## Stated problem
Lay out the lines of the listing as a Markdown table with the columns Row and Listing line, covering only the stretch from the line containing "[indicate] tall steam" through the end of the listing, with both ends included. Number each row and leave out any blank lines.

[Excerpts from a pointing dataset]
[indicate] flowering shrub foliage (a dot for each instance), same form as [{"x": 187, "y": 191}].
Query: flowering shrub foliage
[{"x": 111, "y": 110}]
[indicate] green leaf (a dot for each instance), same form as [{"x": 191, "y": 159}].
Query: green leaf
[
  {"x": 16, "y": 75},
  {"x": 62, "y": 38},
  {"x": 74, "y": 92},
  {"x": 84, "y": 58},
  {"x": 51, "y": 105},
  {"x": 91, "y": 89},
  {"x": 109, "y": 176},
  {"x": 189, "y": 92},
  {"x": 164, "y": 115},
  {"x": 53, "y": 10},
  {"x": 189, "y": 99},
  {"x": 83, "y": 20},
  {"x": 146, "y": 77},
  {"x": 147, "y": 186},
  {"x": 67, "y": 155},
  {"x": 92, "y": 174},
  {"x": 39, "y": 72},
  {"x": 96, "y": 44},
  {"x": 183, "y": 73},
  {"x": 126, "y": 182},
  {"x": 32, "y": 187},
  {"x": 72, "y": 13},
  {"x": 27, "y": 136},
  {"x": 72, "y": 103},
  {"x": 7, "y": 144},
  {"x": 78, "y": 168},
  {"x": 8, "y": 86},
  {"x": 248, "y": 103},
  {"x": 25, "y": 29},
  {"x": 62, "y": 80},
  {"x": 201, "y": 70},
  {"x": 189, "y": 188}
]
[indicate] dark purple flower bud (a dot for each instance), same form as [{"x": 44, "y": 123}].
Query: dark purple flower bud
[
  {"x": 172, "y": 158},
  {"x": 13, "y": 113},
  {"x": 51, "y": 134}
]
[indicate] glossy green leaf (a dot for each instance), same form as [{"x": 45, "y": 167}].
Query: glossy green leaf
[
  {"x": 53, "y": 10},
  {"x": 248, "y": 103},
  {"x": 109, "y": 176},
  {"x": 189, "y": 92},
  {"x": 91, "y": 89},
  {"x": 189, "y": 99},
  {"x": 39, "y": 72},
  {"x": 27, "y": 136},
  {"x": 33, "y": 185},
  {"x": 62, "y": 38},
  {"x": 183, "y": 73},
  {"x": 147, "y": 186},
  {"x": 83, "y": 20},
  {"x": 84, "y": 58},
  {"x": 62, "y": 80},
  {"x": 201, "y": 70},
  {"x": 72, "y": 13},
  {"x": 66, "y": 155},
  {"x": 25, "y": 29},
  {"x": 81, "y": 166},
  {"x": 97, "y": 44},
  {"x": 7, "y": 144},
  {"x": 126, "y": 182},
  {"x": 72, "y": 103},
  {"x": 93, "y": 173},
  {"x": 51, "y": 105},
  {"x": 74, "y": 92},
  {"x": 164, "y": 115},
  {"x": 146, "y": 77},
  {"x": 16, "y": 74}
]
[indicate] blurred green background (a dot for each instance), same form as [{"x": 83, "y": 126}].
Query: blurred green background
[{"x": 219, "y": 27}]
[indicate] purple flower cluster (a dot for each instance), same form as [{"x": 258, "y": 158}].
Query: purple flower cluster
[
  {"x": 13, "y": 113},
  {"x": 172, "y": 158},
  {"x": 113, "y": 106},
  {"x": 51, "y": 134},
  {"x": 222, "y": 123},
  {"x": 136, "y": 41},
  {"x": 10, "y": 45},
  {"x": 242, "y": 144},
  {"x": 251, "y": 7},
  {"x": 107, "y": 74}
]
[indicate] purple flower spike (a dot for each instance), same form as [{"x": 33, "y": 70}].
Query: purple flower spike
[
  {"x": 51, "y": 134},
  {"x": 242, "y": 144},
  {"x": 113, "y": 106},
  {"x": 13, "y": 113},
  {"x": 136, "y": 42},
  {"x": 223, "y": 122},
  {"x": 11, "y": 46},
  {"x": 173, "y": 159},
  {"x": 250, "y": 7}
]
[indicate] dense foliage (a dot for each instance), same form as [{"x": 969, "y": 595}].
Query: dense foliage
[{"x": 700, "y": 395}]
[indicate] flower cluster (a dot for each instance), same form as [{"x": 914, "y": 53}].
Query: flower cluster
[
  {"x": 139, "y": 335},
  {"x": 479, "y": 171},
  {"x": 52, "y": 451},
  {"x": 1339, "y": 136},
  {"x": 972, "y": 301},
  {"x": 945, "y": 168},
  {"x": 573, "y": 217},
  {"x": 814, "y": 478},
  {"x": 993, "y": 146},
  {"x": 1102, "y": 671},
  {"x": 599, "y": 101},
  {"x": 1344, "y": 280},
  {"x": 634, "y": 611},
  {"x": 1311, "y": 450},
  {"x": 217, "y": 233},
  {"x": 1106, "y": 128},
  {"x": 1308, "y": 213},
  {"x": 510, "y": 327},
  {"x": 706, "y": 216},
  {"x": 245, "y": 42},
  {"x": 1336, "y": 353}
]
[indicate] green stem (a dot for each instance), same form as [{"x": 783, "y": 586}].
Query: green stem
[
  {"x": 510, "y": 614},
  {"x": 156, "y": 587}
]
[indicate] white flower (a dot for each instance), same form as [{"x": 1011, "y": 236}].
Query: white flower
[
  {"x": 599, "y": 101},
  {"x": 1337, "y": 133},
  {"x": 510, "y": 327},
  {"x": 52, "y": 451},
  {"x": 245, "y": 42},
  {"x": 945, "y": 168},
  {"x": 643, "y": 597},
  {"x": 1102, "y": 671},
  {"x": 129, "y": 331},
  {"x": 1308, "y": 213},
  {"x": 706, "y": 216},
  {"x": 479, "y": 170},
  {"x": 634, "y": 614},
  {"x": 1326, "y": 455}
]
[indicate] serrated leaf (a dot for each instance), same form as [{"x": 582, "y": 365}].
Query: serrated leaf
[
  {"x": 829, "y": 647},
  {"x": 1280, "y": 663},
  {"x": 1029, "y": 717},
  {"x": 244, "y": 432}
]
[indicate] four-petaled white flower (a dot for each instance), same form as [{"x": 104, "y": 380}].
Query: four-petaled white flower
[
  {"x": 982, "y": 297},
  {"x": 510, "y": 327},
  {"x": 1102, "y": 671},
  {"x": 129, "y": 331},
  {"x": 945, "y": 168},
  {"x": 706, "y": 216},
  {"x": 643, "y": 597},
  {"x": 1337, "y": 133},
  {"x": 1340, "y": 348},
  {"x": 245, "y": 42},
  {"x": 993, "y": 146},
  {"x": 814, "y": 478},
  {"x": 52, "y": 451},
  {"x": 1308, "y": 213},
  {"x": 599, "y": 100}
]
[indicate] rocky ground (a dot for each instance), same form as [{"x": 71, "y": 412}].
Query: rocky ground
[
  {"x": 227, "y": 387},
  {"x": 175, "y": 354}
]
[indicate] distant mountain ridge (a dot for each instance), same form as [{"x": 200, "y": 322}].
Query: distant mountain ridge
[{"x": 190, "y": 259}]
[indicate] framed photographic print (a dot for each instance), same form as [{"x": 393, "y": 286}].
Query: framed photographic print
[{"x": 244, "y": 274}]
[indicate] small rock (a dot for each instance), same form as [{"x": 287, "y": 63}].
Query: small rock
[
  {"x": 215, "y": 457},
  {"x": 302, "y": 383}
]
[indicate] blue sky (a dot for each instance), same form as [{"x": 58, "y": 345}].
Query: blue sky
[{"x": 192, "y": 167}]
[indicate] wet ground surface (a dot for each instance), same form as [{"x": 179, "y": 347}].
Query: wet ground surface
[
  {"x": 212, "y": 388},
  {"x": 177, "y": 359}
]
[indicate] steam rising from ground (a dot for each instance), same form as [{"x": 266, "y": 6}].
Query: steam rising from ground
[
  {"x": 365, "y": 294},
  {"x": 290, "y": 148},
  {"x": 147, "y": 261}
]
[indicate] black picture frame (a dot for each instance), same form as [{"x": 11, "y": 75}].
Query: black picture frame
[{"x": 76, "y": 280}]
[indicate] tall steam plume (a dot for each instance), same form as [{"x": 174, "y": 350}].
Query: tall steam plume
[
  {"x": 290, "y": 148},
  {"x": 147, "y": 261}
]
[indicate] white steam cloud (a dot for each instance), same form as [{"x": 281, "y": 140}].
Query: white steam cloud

## Full response
| Row | Listing line |
|---|---|
| 1 | [indicate] tall steam plume (a dot for each instance), same form as [{"x": 174, "y": 350}]. |
| 2 | Query: tall steam plume |
| 3 | [ |
| 4 |   {"x": 290, "y": 148}, |
| 5 |   {"x": 147, "y": 261} |
| 6 | ] |
| 7 | [indicate] white steam cloud (a dot for each instance), same form as [{"x": 281, "y": 140}]. |
| 8 | Query: white steam cloud |